BEGIN RECORDED DATA
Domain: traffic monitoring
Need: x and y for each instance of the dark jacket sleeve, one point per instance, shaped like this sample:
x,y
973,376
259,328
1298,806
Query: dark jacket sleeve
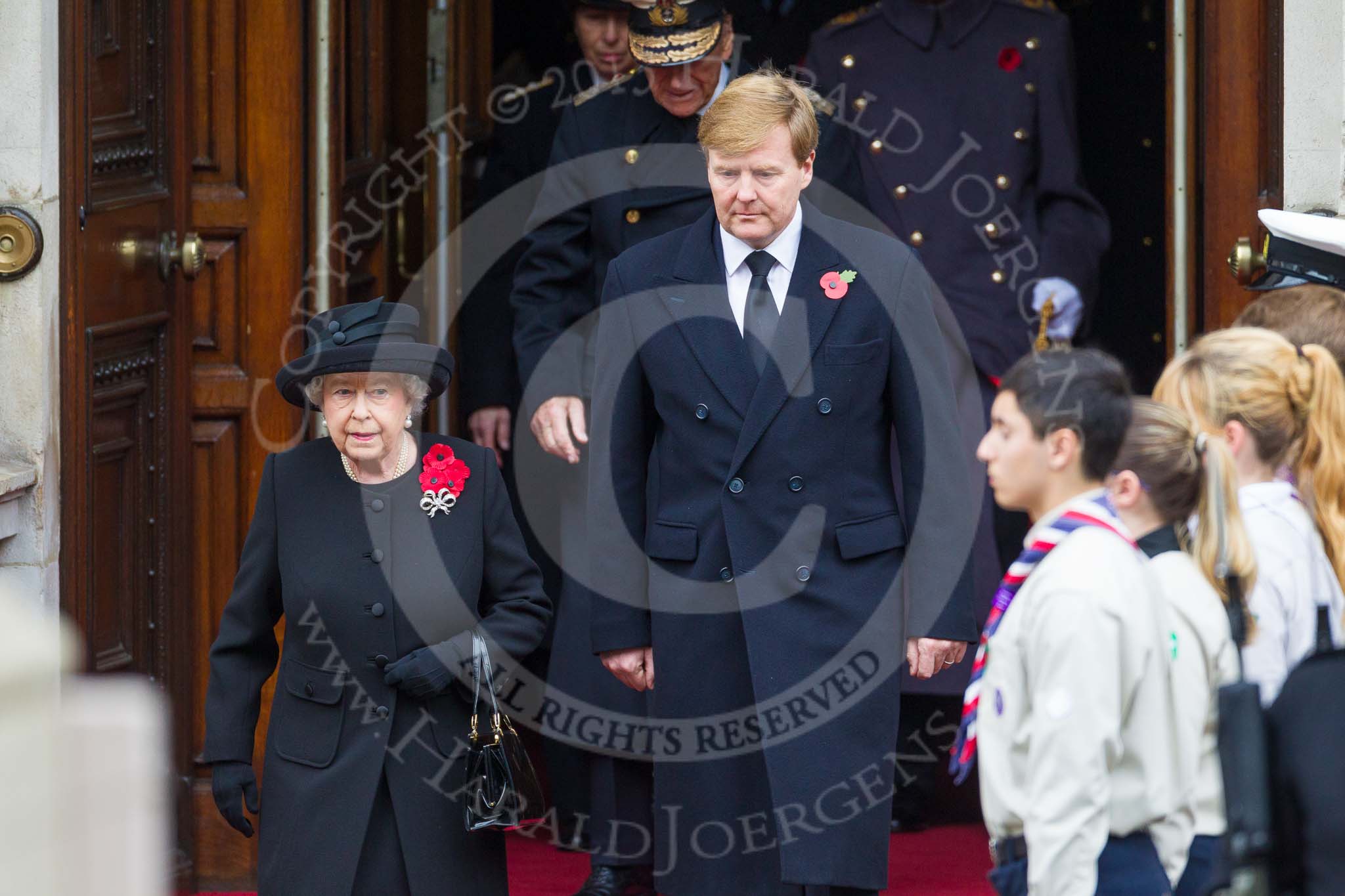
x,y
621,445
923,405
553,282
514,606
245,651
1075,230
END RECORDED DATA
WHAT TO PRODUCE - Reproduce the listing above line for line, without changing anything, and omit the picture from your answer.

THE OUTPUT -
Domain: traffic monitoring
Need: x and y for each instance of the dark jacket sleeve, one point per instance, shaped like this sample:
x,y
973,376
259,328
1298,806
Query: dark jacket sleeve
x,y
621,445
923,405
553,282
514,606
245,651
1075,230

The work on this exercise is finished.